__WRITTEN TASK 1__: Pull out every line of the rows that contains the string "black", treating uppercase and lowercase as different.

== SOURCE PASSAGE

# anyone used the kokoda sprog



## Fishing Man (Oct 4, 2006)

Hey guys,

I have a few of the kokoda sprog (sx40 knockoff) lures and wondered how they fish. Ive never really used them and just wondered what success people have had with them and any particular methods worth using.

i have the gold and white and the natural brown and purple (clear) looking one


----------



## fisher (Aug 30, 2005)

Gday Fishingman - yep, I bought some a couple of weeks back. I've only used them twice with no result other than a few hits whilst trolling for bream. The days these 'sprogs' didn't work, the sx40's didn't either so i can't really compare results. I did notice the lures tended to sink slowly by the tail end, whereas the sx40's float. I have now changed the split rings (too big originally) and have put some decent trebles on them, and they now look equally as good as the sx40s - lets hope the fish see it that way too! I bought 4 for around $5.50ea so thought it was worth the gamble.


----------



## aleg75 (Dec 20, 2005)

====
== MATERIAL SHOWN

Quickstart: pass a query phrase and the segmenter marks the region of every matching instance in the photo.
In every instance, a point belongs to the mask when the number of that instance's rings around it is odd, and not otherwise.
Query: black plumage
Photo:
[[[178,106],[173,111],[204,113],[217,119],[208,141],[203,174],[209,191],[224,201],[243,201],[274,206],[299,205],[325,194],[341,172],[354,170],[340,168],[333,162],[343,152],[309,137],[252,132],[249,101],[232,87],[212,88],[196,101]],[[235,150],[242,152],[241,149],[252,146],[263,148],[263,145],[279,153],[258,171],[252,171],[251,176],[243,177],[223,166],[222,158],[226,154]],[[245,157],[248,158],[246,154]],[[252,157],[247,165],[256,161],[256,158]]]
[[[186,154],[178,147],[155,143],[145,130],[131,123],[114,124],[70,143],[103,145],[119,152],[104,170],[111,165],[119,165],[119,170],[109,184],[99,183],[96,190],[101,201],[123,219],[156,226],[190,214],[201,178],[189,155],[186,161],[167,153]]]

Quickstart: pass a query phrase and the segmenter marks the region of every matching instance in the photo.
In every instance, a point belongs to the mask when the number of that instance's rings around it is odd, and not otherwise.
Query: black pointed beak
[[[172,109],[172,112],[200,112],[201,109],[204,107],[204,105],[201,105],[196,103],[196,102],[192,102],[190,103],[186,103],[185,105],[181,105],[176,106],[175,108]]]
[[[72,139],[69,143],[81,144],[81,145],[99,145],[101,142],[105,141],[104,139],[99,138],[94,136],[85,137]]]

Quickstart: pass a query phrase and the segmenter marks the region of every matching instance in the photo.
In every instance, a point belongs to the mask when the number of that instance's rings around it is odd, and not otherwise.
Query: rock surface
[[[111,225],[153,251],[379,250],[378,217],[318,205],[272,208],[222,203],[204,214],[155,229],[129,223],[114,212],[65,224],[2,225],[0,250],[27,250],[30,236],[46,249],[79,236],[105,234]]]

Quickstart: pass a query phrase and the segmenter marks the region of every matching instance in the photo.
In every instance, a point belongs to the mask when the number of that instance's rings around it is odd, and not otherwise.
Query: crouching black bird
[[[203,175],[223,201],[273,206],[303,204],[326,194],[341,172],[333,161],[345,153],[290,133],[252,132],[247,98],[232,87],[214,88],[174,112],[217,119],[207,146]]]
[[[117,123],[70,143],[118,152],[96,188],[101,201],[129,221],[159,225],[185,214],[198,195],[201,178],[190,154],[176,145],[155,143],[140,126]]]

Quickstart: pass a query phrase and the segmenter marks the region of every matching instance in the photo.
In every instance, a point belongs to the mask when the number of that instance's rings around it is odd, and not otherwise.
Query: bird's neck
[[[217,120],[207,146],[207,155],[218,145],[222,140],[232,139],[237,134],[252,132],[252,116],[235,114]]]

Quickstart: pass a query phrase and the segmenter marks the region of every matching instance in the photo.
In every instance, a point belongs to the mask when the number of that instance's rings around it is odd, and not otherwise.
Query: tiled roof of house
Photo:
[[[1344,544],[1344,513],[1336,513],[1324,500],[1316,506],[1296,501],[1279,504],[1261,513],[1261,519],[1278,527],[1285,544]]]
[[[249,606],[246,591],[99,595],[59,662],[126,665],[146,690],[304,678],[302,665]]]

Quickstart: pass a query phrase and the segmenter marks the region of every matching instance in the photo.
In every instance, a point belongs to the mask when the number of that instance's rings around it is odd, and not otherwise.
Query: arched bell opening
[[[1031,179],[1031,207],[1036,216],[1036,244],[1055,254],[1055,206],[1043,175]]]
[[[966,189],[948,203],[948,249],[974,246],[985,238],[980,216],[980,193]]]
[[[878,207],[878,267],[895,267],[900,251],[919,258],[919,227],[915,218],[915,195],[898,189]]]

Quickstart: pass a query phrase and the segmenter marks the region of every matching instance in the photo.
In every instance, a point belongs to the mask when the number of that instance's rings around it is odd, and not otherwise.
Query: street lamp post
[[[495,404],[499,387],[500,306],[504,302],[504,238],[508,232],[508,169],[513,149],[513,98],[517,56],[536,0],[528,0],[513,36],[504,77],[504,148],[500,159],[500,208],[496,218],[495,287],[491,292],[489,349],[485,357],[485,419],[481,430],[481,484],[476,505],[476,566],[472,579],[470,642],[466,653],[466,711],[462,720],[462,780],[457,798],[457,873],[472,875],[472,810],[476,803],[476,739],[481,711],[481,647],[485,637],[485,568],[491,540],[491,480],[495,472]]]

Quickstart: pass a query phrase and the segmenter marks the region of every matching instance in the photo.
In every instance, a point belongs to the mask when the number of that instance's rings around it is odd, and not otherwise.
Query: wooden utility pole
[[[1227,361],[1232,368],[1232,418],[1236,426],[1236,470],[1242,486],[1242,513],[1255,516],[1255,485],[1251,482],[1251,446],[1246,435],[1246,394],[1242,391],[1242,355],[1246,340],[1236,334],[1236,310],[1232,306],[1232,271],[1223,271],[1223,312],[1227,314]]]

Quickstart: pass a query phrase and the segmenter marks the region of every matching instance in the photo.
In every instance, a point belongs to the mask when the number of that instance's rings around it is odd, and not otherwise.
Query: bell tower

====

__WRITTEN TASK 2__: Give what follows in the forum thread about the Kokoda Sprog lures, picking up from the point where it stops.

__OUTPUT 1__:
Query: black plumage
Query: black pointed beak
Query: crouching black bird

__OUTPUT 2__:
$5.95 each, not bad, might have to check these out.


----------



## Y-Knot (Sep 26, 2006)

g'day Fishingman .. i have used the Kokoda version sx40, and they are just as effective.bloody dynamite. im only still using the sx40's cos i havent found anywhere that sells Kokoda, i got mine from a mate up in NSW. but for the price you cant go wrong. if i get onto a retail outlet that does sell'em i will be stocking up big time.


----------



## Squidder (Sep 2, 2005)

Tony - I got a couple of sprogs at Amart all sports for $5 a pop, I've also seen em at Ray's Outdoors for $5.95 :wink:


----------



## Y-Knot (Sep 26, 2006)

cool thanks Jason, havent heard of Amart here in Vic but Rays tents is only 5 minutes away so i will get down there as soon as i can.

Have you used your Kokodas and how did you go if you did?


----------



## Davey G (Jan 15, 2006)

the only difference I notice is that the SX40s swim well straight out of the packet, but the cheapies usually need a bit of tinkering to get them to swim straight. my sx40s and sx48s have never needed to be 'tweaked' and still swim great, whereas some of the cheapies I have are downright frustrationg as they skim and skip across the surface..


----------



## Y-Knot (Sep 26, 2006)

i guess i havent compared the two, but as i was catching fish on the Kokodas i thought nothing of there swiming action. im looking forward now to getting both types of lures out and comparing them both...let you know how they go.


----------



## troppo (Feb 1, 2006)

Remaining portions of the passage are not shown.